-- Work request 1 --
Please reproduce the passage on #MeToo and sexual violence word for word, everything from "This movement focuses" down to "industries (Guardian, 2016).".
-- Work request 2 --
Continue the passage on #MeToo and sexual violence from its last sentence onward.

-- Quoted passage --
--- START ---

Sexual violence: The role of #MeToo in empowering victims
The #MeToo movement became a viral hashtag in October 2017 on social media in hopes of demonstrating the pervasiveness of sexual harassment and assault in modern society. It was originally stated by Tarana Burke in 2007 and aims to provide support to sexual violence survivors who are, “marginalised, poor, underrepresented and without a network or community to protect them” (Guardian, 2017).
This movement has empowered women to show victims they are not alone and have no reason to be ashamed. Victims include people from all walks of life; young or old. This is unique as it includes men in the conversation who’ve conventionally been ignored which is a big step towards change.
This movement focuses on abuses of powerful men in the entertainment industry and became viral after stories of Harvey Weinstein surfaced, exposing how he manipulated women in Hollywood. In a poll, 52% of 1,553 women reported facing some form of sexual violence in the UK (Guardian, 2016). A number even higher amongst those working in the manufacturing and hospitality industries (Guardian, 2016).

--- END ---

-- Supplied data --
--- START ---

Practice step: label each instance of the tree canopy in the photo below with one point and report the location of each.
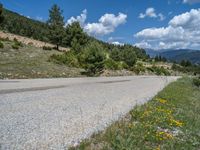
(1, 13)
(56, 25)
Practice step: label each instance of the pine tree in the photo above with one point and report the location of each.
(75, 37)
(56, 25)
(1, 13)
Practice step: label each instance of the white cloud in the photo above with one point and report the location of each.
(111, 39)
(191, 1)
(150, 12)
(117, 43)
(39, 18)
(81, 19)
(183, 31)
(107, 24)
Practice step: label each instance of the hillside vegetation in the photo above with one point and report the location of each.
(26, 61)
(92, 56)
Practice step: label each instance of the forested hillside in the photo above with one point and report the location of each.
(86, 52)
(74, 37)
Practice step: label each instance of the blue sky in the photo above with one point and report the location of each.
(158, 24)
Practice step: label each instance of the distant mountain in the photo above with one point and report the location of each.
(152, 53)
(177, 55)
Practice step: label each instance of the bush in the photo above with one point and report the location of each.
(196, 81)
(17, 43)
(129, 57)
(93, 58)
(69, 58)
(115, 54)
(112, 65)
(159, 70)
(138, 68)
(15, 46)
(47, 48)
(1, 45)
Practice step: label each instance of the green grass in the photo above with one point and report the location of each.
(170, 121)
(31, 62)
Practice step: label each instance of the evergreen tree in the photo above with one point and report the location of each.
(56, 25)
(93, 58)
(75, 37)
(115, 54)
(1, 13)
(129, 57)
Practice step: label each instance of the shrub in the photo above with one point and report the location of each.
(69, 58)
(196, 81)
(129, 57)
(17, 43)
(159, 70)
(115, 54)
(93, 58)
(15, 46)
(4, 39)
(47, 48)
(112, 65)
(138, 68)
(1, 45)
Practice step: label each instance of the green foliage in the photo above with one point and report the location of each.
(17, 43)
(14, 46)
(47, 48)
(75, 37)
(69, 59)
(129, 57)
(159, 70)
(93, 58)
(160, 58)
(115, 54)
(196, 81)
(1, 45)
(186, 63)
(194, 69)
(138, 68)
(110, 64)
(1, 13)
(56, 25)
(17, 24)
(168, 121)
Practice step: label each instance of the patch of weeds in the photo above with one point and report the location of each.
(196, 81)
(1, 45)
(47, 48)
(169, 121)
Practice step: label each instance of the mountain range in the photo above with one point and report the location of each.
(177, 55)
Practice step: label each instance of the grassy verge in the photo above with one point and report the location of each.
(31, 62)
(170, 121)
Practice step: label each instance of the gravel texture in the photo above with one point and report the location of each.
(56, 113)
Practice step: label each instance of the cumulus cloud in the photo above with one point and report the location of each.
(117, 43)
(191, 1)
(81, 19)
(107, 24)
(150, 12)
(183, 31)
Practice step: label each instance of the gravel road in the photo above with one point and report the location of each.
(56, 113)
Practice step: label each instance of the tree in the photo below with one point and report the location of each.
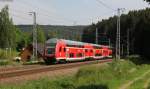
(139, 27)
(7, 30)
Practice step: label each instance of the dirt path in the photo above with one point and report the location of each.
(125, 86)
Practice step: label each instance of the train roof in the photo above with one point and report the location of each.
(70, 42)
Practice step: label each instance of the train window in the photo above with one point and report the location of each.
(98, 54)
(50, 50)
(79, 55)
(60, 49)
(64, 49)
(71, 55)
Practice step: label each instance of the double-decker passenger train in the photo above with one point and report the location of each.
(60, 50)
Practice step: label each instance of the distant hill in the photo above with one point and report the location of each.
(65, 32)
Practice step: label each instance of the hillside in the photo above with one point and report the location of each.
(66, 32)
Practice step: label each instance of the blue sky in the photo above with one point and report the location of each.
(67, 12)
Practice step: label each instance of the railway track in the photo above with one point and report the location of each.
(28, 71)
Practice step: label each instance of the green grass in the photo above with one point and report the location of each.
(110, 76)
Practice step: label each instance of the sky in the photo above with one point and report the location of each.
(68, 12)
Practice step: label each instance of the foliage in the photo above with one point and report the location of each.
(136, 22)
(52, 31)
(90, 77)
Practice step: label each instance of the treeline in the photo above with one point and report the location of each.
(18, 36)
(11, 36)
(136, 22)
(57, 31)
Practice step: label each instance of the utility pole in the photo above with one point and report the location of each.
(96, 38)
(34, 35)
(122, 50)
(118, 33)
(109, 42)
(128, 42)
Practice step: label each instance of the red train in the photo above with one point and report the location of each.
(60, 50)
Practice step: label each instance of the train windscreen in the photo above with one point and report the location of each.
(50, 50)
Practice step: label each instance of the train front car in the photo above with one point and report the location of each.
(50, 51)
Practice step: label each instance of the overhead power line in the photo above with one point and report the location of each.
(105, 5)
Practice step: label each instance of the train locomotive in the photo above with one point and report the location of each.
(61, 50)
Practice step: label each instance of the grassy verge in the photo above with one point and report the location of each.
(110, 76)
(141, 83)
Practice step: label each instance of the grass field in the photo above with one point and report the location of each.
(111, 76)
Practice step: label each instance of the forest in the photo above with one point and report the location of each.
(135, 22)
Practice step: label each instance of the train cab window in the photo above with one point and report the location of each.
(86, 50)
(91, 51)
(71, 55)
(98, 54)
(79, 55)
(50, 50)
(64, 49)
(60, 49)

--- END ---

-- Output 1 --
This movement focuses on abuses of powerful men in the entertainment industry and became viral after stories of Harvey Weinstein surfaced, exposing how he manipulated women in Hollywood. In a poll, 52% of 1,553 women reported facing some form of sexual violence in the UK (Guardian, 2016). A number even higher amongst those working in the manufacturing and hospitality industries (Guardian, 2016).

-- Output 2 --
Another recent example of abuses of power surfacing is Larry Nasser, who was an Olympic gymnastics team doctor and has been sentenced to 175 years after almost 160 victims came forward (BBC, 2018). Another is Kevin Spacey, who assaulted various people including actors and workers on the House of Cards show (BBC, 2017). In the UK, Jimmy Savile is the most notable individual who abused countless but didn’t face any consequences whilst being alive.
All these incidents are isolated where these individuals chose to abuse their position and got away with it at the time, regardless of what century it was. The change we’re witnessing is that people are being called out for their actions AND punished whilst being alive which is unprecedented.
How this relates to power/feminism:
As a mental health advocate, I’ve had several conversations with victims who’ve found it very difficult to share their experiences as it's considered taboo. When celebrities such as Kesha, Viola Davis, Halsey and more shared their experiences of being sexually assaulted, it made it slightly easier for others to come forward and share their stories. It’s more compelling to see celebs coming forward and using their power and influence to raise awareness and stand with victims.
As a woman who’s been sexually assaulted countlessly and struggled to deal with it, I empathised. I felt guilt for something I didn’t do: victims fall into the trap of self-blaming. Those who decide to come forward are often ignored and face consequences rather than the perpetrator by being called a liar, belittled or in some cases, fired. It’s understandable why people don’t come forward about such incidents as it can be life threatening.
There's a big issue with victim blaming as those who come forward are often questioned on what they were wearing or how much they had been drinking. It’s one-sided to force women to do everything to prevent such things from happening when it isn’t that simple. Many incidents are preventable when there’s full consent from all individuals involved.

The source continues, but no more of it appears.